What is needed here is an exact copy of every record below.
--------------------------------------------------
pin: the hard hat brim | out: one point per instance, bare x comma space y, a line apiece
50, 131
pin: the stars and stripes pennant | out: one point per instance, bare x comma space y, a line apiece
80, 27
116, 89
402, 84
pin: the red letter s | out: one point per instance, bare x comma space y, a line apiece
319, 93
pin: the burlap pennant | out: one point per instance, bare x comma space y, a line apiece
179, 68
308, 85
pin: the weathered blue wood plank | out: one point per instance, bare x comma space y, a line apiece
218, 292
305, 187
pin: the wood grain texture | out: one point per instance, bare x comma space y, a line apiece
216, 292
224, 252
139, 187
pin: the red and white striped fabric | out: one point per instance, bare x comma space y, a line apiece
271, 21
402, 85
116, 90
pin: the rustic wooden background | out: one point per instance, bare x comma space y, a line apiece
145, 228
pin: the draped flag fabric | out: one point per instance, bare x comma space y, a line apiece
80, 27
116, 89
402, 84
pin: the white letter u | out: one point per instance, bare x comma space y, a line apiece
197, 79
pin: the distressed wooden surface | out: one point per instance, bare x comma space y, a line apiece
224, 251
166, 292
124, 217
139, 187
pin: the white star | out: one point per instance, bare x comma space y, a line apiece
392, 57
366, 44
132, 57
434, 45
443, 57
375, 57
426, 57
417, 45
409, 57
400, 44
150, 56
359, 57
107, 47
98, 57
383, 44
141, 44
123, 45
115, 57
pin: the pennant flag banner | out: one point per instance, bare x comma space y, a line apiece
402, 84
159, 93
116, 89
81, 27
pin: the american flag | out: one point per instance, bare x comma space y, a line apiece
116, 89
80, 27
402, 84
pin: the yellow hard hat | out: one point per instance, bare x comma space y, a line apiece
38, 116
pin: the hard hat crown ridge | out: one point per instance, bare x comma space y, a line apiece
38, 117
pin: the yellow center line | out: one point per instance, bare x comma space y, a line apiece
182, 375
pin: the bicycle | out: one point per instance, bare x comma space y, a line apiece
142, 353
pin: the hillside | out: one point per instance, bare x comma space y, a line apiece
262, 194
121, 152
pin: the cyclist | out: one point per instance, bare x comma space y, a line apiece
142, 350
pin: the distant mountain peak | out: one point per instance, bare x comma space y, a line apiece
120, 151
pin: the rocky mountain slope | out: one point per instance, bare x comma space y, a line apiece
--------------------------------------------------
» **Task response**
pin: the hard hat brim | out: one point per instance, bare x comma space y, a line apiece
50, 131
pin: the stars and stripes pennant | out: one point per instance, bare x comma space y, a line apiece
80, 27
116, 89
402, 84
pin: the red letter s | out: one point per instance, bare x comma space y, a line apiece
319, 93
pin: the burlap pennant | out: one point per instance, bare x comma space y, a line apiece
179, 68
308, 85
pin: the weathered blue wood plank | out: one point per instance, bare x comma space y, a line apiece
218, 292
305, 187
pin: the wood grain texture | out: one point per instance, bare x comma space y, a line apiece
216, 292
224, 252
139, 187
pin: the red and white striped fabric | out: one point per instance, bare x comma space y, a line apiece
271, 21
402, 85
116, 90
pin: the rustic wooden background | out: one point per instance, bare x comma space y, a line apiece
145, 228
pin: the draped flag fabric | out: one point per instance, bare x comma space y, a line apiece
80, 27
116, 89
402, 84
pin: the white letter u | out: one point per instance, bare x comma space y, a line apiece
197, 79
pin: the distressed wooden surface | out: one point per instance, bare x comma space y, a line apiece
224, 251
166, 292
124, 217
139, 187
pin: the white star | out: one point per instance, bare x comma space y, a line apiece
392, 57
366, 44
132, 57
434, 45
443, 57
375, 57
426, 57
417, 45
409, 57
400, 44
150, 56
359, 57
107, 47
98, 57
383, 44
141, 44
123, 45
115, 57
pin: the pennant flag banner | out: one point per instance, bare x comma space y, a line apiece
402, 84
159, 93
116, 89
81, 27
pin: the american flag | out: one point per instance, bare x comma space y, a line apiece
116, 89
80, 27
402, 84
pin: the yellow hard hat | out: one point per instance, bare x comma space y, a line apiece
38, 116
pin: the hard hat crown ridge | out: one point per instance, bare x comma space y, a line apiece
38, 117
pin: the yellow center line | out: one point per instance, bare x comma space y, a line apiece
182, 375
pin: the bicycle | out: one point per instance, bare x comma space y, a line apiece
142, 353
pin: the hillside | out: one point per instance, bare x comma space y, a line apiece
262, 194
121, 152
pin: the cyclist | out: one point per instance, bare x comma space y, a line apiece
142, 350
pin: the distant mountain peak | out: one point per instance, bare x comma space y, a line apiece
120, 151
pin: the rocky mountain slope | out: one point per instance, bare x comma space y, a line apiece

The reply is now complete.